Write out the full set of records below exactly.

>> Begin Record list

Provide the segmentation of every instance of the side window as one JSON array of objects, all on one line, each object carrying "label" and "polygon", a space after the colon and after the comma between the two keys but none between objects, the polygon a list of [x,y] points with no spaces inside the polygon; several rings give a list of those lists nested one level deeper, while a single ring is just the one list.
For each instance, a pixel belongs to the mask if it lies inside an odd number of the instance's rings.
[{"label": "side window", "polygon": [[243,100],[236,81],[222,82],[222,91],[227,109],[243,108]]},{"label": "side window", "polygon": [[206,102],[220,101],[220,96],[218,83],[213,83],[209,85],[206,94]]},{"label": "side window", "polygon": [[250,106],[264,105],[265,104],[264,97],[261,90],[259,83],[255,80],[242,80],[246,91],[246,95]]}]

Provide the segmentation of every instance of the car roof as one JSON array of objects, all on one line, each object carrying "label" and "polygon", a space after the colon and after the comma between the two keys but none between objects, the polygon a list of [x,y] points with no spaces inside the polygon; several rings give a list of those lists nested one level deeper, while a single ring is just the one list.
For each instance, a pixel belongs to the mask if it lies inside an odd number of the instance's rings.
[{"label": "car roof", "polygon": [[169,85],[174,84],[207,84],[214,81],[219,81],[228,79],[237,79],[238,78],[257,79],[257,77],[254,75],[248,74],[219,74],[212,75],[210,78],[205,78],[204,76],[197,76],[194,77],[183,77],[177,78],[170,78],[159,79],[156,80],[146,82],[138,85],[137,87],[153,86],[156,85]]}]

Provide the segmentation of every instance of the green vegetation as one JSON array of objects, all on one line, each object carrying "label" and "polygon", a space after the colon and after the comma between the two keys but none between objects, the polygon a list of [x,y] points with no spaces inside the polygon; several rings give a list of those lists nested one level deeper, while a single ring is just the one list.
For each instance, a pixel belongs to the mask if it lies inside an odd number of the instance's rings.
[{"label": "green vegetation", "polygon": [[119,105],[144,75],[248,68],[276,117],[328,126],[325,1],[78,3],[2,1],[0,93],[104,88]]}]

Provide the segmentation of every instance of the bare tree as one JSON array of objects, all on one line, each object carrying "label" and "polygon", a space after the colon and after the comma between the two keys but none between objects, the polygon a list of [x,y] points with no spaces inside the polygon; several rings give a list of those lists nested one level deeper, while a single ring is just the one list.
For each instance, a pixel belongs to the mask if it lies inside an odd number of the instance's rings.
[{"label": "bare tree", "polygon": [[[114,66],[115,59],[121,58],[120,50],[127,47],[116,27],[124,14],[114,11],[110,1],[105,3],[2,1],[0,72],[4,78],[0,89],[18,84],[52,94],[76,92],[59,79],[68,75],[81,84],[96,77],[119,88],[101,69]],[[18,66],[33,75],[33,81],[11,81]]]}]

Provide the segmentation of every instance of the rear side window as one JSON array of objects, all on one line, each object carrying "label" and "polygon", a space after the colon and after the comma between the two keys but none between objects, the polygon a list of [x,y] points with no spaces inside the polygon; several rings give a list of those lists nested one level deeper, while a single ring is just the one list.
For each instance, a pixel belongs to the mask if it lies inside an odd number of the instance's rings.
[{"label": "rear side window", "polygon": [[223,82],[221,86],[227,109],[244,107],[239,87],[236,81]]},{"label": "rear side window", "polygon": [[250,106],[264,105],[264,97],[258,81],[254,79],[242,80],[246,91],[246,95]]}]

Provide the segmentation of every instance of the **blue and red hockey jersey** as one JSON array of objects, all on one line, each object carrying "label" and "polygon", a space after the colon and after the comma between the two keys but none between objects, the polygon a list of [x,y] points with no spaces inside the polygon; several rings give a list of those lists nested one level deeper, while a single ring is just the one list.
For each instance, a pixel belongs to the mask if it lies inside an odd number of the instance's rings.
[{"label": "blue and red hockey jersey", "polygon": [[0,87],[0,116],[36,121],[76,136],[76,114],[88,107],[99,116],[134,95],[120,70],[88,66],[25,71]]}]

>> End Record list

- _The result_
Provide the segmentation of every instance of the side window as one JSON array of objects, all on one line, each object carrying "label" and "polygon", a space after the colon and after the comma between the two keys but none between objects, the polygon a list of [x,y] points with no spaces inside the polygon; several rings give a list of those lists nested one level deeper, while a single ring is just the one list.
For each instance, a pixel belongs to the mask if it lies inside an odd number of the instance's rings.
[{"label": "side window", "polygon": [[243,100],[236,81],[222,82],[222,91],[227,109],[243,108]]},{"label": "side window", "polygon": [[206,102],[220,101],[220,96],[218,83],[213,83],[209,85],[206,94]]},{"label": "side window", "polygon": [[250,106],[264,105],[265,104],[264,97],[261,90],[259,83],[255,80],[242,80],[246,91],[246,95]]}]

Provide the segmentation of every instance of the car roof as one JSON array of objects, all on one line, each object carrying "label" and "polygon", a space after the colon and after the comma between the two keys but none between objects, the polygon a list of [x,y] points with no spaces inside the polygon; several rings give a list of those lists nested one level deeper, while a single ring is just the one list.
For each instance, a pixel belongs to the mask if it lies inside an odd number of the instance's rings.
[{"label": "car roof", "polygon": [[169,85],[174,84],[207,84],[214,81],[219,81],[228,79],[237,79],[238,78],[257,79],[257,77],[254,75],[248,74],[219,74],[212,75],[210,78],[205,78],[204,76],[197,76],[194,77],[183,77],[177,78],[170,78],[159,79],[156,80],[146,82],[138,85],[137,87],[153,86],[156,85]]}]

Provide the segmentation of every instance of the green vegetation as one JSON array of objects, all on one line, each object carrying "label" and "polygon", a space after the colon and after the comma between the two keys but none between objects, the polygon a list of [x,y] points with no spaces inside the polygon; several rings give a list of those lists nested one level deeper, while a single ring is just the one list.
For each instance, a pixel belongs to the mask if it lies inside an odd number of the instance's rings.
[{"label": "green vegetation", "polygon": [[119,105],[144,75],[248,68],[276,117],[328,126],[325,1],[78,3],[2,1],[0,93],[104,88]]}]

Provide the segmentation of every instance of the bare tree as one JSON array of objects, all on one line, each object carrying "label" and "polygon", a space after the colon and after the comma between the two keys but none between objects, the polygon a list of [x,y] points with no spaces inside the polygon; several rings give a list of those lists nested one level deeper, while a single ring is just the one list.
For each instance, a pixel belongs to the mask if it lies inside an odd number of the instance's rings.
[{"label": "bare tree", "polygon": [[[114,66],[115,59],[121,58],[120,50],[127,47],[116,27],[124,14],[114,11],[110,1],[105,3],[2,1],[0,72],[4,78],[0,89],[18,84],[52,94],[76,92],[59,79],[68,75],[81,84],[96,77],[119,88],[101,69]],[[18,66],[33,75],[33,81],[11,81]]]}]

Provide the segmentation of every instance of the rear side window as one JSON array of objects, all on one line, each object carrying "label" and "polygon", a space after the colon and after the comma between the two keys but none between objects, the polygon a list of [x,y] points with no spaces inside the polygon; several rings give a list of those lists nested one level deeper, while a single ring is just the one list.
For each instance, a pixel belongs to the mask if it lies inside an odd number of the instance's rings.
[{"label": "rear side window", "polygon": [[223,82],[221,86],[227,109],[244,107],[239,87],[236,81]]},{"label": "rear side window", "polygon": [[250,106],[264,105],[264,97],[258,81],[254,79],[242,80],[246,91],[246,95]]}]

Provide the segmentation of every instance of the **blue and red hockey jersey** as one JSON array of objects, all on one line, each object carrying "label" and "polygon", a space after the colon and after the comma between the two keys but none between objects, the polygon a list of [x,y] points with no spaces inside the polygon; several rings give a list of those lists nested one level deeper, while a single ring is just the one list.
For each instance, a pixel belongs to the mask if it lies inside an odd number of the instance's rings.
[{"label": "blue and red hockey jersey", "polygon": [[0,87],[0,116],[36,121],[76,136],[76,114],[88,107],[99,116],[134,95],[120,70],[88,66],[25,71]]}]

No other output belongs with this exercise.